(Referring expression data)
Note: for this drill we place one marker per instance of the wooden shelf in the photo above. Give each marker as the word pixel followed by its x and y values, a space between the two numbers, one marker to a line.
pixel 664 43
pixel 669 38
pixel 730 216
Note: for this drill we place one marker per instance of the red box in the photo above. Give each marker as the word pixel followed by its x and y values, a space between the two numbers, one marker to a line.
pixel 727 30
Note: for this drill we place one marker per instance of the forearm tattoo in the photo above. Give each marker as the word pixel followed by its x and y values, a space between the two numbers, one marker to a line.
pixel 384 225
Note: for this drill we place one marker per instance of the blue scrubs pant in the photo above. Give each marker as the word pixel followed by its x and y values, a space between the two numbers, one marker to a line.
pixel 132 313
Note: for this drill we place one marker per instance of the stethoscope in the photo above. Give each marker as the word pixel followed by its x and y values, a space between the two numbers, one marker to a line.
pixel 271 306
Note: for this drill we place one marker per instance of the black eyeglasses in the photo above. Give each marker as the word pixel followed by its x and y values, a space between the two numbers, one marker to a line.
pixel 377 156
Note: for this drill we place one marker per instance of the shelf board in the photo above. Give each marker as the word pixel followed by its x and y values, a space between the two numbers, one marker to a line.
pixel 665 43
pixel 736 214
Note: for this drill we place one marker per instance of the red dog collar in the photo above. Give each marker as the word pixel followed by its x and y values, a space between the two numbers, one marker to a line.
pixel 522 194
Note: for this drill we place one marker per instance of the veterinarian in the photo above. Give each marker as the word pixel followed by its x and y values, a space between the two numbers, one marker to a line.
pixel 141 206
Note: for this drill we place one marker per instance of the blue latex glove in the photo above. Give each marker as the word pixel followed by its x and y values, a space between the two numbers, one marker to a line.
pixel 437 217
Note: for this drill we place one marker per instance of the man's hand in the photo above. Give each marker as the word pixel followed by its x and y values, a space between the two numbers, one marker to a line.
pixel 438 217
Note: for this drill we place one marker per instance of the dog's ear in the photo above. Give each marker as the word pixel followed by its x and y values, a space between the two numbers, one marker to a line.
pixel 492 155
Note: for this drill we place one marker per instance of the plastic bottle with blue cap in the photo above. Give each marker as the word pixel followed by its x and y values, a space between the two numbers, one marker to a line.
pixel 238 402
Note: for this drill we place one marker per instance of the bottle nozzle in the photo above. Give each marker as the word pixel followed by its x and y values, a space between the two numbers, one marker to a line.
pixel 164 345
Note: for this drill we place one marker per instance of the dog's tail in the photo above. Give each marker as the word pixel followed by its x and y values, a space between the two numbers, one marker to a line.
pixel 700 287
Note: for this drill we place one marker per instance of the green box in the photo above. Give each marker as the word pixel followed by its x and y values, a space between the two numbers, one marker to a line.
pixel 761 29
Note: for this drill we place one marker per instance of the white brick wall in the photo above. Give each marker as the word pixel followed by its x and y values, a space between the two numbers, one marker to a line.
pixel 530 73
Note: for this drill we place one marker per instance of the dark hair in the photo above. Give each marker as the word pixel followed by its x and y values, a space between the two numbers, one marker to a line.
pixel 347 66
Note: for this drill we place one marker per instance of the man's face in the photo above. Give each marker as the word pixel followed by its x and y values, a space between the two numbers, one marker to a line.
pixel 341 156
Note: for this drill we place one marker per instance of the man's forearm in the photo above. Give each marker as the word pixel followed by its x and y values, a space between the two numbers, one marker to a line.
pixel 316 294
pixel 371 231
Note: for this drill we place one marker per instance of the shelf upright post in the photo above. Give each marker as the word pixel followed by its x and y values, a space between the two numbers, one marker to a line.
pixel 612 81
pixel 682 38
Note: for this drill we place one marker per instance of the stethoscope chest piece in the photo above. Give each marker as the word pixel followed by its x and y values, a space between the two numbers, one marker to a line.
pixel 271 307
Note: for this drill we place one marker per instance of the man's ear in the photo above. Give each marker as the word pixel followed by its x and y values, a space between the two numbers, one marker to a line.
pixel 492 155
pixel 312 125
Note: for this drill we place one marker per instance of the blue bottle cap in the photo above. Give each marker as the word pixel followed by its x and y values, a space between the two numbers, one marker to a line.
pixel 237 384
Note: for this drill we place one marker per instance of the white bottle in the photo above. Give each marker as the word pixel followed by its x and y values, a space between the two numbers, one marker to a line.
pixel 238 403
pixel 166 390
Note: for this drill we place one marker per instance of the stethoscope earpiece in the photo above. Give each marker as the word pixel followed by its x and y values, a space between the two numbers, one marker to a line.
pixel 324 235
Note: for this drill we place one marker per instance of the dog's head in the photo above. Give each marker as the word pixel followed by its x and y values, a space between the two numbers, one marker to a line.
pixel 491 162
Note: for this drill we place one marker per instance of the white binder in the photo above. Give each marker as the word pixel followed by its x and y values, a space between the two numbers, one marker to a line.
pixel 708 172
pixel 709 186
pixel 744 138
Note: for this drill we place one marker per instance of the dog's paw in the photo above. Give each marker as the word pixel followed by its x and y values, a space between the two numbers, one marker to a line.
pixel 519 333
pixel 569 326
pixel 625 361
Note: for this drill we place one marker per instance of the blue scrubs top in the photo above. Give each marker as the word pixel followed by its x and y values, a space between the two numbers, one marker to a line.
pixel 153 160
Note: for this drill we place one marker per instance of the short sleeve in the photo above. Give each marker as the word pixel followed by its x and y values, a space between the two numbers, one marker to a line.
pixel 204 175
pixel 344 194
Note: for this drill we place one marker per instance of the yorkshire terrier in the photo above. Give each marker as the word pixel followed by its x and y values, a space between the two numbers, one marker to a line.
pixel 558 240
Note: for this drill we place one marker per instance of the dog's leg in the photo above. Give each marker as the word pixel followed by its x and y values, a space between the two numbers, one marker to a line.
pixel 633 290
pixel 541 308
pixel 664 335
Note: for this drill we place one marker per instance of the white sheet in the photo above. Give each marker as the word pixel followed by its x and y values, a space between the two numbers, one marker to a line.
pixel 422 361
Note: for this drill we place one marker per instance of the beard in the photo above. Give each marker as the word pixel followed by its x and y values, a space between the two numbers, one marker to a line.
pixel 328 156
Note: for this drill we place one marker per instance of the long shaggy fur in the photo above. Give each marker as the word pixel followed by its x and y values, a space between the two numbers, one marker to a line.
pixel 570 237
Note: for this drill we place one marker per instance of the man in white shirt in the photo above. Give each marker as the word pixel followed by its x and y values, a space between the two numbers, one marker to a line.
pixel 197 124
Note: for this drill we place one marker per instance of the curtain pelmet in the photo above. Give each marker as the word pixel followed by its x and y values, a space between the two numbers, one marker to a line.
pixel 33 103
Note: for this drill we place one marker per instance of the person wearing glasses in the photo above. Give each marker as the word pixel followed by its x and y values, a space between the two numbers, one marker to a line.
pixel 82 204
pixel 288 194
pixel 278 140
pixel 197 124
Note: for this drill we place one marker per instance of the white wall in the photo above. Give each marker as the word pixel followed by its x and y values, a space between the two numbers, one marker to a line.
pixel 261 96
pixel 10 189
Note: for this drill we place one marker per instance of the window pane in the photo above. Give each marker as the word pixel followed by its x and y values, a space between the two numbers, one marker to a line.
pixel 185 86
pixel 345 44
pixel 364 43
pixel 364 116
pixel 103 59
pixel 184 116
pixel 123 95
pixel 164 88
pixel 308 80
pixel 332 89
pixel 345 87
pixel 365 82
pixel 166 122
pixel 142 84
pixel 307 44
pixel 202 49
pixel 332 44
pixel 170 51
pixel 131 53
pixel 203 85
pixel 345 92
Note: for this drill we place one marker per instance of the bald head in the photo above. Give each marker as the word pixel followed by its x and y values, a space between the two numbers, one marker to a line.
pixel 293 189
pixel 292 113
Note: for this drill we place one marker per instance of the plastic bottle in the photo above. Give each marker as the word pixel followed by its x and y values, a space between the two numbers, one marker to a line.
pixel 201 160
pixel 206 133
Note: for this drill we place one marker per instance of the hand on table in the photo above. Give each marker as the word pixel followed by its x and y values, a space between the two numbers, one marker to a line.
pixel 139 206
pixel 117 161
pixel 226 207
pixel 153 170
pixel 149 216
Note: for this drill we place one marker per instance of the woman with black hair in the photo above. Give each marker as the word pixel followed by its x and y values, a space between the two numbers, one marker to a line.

## What this task involves
Output these and nothing else: the lines from the one holding "plastic bottle in" through the final line of the entries above, exactly as they appear.

## Exercise solution
Note: for this drill we place one marker per instance of the plastic bottle in the photo above. Give each marker as the word pixel followed by its x and y values, a space between the two numbers, one marker to a line.
pixel 201 160
pixel 206 133
Note: for this drill we place one marker per instance of the hand on table in the photo above. Give each marker as the word pixel followed by its x and y values, a space between the two numbers, one marker to a line.
pixel 139 206
pixel 117 161
pixel 226 207
pixel 153 170
pixel 149 216
Note: for this drill we place one marker per instance of the woman with black hair in the photo above. Give each marker as the word pixel followed by its x and y values, a space between the two numbers, one marker to a line.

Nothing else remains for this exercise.